Extracted records below:

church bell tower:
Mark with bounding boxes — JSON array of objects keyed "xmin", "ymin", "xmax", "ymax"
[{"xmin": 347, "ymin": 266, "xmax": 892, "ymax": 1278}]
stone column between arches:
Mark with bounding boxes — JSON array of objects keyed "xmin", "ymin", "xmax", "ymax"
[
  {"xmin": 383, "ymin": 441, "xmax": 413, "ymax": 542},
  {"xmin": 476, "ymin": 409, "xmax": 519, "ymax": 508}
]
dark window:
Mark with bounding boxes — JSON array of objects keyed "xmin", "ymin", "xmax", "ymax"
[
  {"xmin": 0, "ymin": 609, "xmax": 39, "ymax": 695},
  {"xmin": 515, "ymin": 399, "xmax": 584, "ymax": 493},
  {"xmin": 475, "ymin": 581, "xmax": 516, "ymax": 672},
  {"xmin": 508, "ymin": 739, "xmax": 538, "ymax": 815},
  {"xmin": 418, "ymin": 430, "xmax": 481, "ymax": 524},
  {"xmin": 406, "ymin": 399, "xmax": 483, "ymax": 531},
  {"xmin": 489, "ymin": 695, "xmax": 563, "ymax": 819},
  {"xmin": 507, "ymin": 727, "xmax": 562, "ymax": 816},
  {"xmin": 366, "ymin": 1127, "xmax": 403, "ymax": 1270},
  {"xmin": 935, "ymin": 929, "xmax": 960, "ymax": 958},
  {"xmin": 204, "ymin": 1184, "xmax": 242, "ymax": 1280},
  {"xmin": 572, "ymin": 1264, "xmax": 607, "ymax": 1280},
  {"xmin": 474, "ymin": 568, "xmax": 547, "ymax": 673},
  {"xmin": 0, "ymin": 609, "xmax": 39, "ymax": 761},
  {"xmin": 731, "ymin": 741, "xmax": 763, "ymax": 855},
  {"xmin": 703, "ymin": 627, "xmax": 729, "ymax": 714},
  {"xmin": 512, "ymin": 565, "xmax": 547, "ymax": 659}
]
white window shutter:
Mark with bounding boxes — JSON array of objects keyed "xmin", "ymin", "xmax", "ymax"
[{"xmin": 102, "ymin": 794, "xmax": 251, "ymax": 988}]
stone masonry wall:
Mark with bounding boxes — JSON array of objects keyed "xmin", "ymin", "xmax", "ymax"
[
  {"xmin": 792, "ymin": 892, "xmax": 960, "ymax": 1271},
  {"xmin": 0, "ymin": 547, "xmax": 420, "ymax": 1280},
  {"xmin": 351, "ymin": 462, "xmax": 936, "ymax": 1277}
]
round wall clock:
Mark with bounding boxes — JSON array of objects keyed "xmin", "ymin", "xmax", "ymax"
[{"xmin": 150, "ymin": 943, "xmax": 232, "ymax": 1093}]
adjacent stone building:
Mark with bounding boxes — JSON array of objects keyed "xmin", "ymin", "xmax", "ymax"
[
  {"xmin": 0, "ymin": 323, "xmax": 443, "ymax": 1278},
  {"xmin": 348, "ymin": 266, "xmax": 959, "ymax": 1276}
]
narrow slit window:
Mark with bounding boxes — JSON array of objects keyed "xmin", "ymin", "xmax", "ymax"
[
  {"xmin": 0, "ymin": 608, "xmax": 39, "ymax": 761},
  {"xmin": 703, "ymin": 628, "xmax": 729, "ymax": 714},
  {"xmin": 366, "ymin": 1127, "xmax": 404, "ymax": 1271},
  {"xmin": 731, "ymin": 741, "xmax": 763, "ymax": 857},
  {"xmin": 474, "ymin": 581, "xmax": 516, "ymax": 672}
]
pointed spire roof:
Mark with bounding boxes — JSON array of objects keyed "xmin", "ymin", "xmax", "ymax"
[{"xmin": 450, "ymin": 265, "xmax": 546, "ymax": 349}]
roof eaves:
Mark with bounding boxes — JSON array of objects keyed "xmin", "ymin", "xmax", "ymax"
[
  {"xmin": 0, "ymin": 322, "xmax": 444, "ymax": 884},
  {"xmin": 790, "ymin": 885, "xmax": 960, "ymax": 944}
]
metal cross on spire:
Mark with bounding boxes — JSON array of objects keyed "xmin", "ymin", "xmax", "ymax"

End of Extracted records.

**Activity:**
Each record above, from first to last, should be written out again exactly.

**Written reply:**
church bell tower:
Mark with bounding boxes — JSON array of objects keyed "xmin", "ymin", "xmax", "ymax"
[{"xmin": 347, "ymin": 266, "xmax": 892, "ymax": 1278}]
stone column between arches:
Mark with bounding boxes — JSON array of objects keyed "xmin", "ymin", "xmax", "ymax"
[
  {"xmin": 383, "ymin": 441, "xmax": 413, "ymax": 542},
  {"xmin": 476, "ymin": 409, "xmax": 519, "ymax": 508}
]
dark window:
Mark with bounding boxes — JSON array of objects keyed "xmin", "ymin", "xmax", "ymax"
[
  {"xmin": 0, "ymin": 609, "xmax": 39, "ymax": 695},
  {"xmin": 515, "ymin": 399, "xmax": 584, "ymax": 493},
  {"xmin": 475, "ymin": 581, "xmax": 516, "ymax": 672},
  {"xmin": 508, "ymin": 739, "xmax": 538, "ymax": 815},
  {"xmin": 418, "ymin": 430, "xmax": 481, "ymax": 524},
  {"xmin": 406, "ymin": 399, "xmax": 483, "ymax": 531},
  {"xmin": 489, "ymin": 695, "xmax": 563, "ymax": 819},
  {"xmin": 507, "ymin": 727, "xmax": 562, "ymax": 816},
  {"xmin": 366, "ymin": 1127, "xmax": 403, "ymax": 1270},
  {"xmin": 935, "ymin": 929, "xmax": 960, "ymax": 958},
  {"xmin": 204, "ymin": 1184, "xmax": 242, "ymax": 1280},
  {"xmin": 572, "ymin": 1264, "xmax": 607, "ymax": 1280},
  {"xmin": 474, "ymin": 568, "xmax": 547, "ymax": 673},
  {"xmin": 0, "ymin": 609, "xmax": 39, "ymax": 761},
  {"xmin": 731, "ymin": 741, "xmax": 763, "ymax": 855},
  {"xmin": 703, "ymin": 627, "xmax": 729, "ymax": 714},
  {"xmin": 512, "ymin": 565, "xmax": 547, "ymax": 659}
]
white window shutter:
Mark with bounding boxes — JSON array of objects keyed "xmin", "ymin", "xmax", "ymax"
[{"xmin": 102, "ymin": 794, "xmax": 251, "ymax": 988}]
stone masonry wall:
Mark with bounding boxes — JSON array of objects keyed "xmin", "ymin", "xmax", "ymax"
[
  {"xmin": 792, "ymin": 892, "xmax": 960, "ymax": 1271},
  {"xmin": 0, "ymin": 547, "xmax": 420, "ymax": 1280},
  {"xmin": 351, "ymin": 462, "xmax": 936, "ymax": 1277}
]
round wall clock:
Mark with bounding boxes — JSON array of objects keyed "xmin", "ymin", "xmax", "ymax"
[{"xmin": 150, "ymin": 943, "xmax": 232, "ymax": 1093}]
adjacent stone building:
Mark with bounding boxes — JSON array of objects keyed "xmin", "ymin", "xmax", "ymax"
[
  {"xmin": 0, "ymin": 323, "xmax": 443, "ymax": 1278},
  {"xmin": 348, "ymin": 266, "xmax": 959, "ymax": 1276}
]
narrow slit window:
Mark with bounding boxes — JSON array of objects keyed "xmin", "ymin", "xmax", "ymax"
[
  {"xmin": 0, "ymin": 608, "xmax": 39, "ymax": 761},
  {"xmin": 703, "ymin": 628, "xmax": 729, "ymax": 714},
  {"xmin": 366, "ymin": 1127, "xmax": 404, "ymax": 1271},
  {"xmin": 731, "ymin": 741, "xmax": 763, "ymax": 857},
  {"xmin": 474, "ymin": 581, "xmax": 516, "ymax": 672}
]
pointed spire roof:
Mark with bounding boxes — JSON array of objects keyed "xmin", "ymin", "xmax", "ymax"
[{"xmin": 450, "ymin": 265, "xmax": 546, "ymax": 349}]
roof eaves:
Mark with bounding boxes — JSON array of objects keyed "xmin", "ymin", "xmax", "ymax"
[
  {"xmin": 0, "ymin": 322, "xmax": 444, "ymax": 884},
  {"xmin": 790, "ymin": 885, "xmax": 960, "ymax": 944}
]
metal cross on spire:
Mark with bounding boxes — JSON array of objects keyed "xmin", "ymin", "xmax", "ymax"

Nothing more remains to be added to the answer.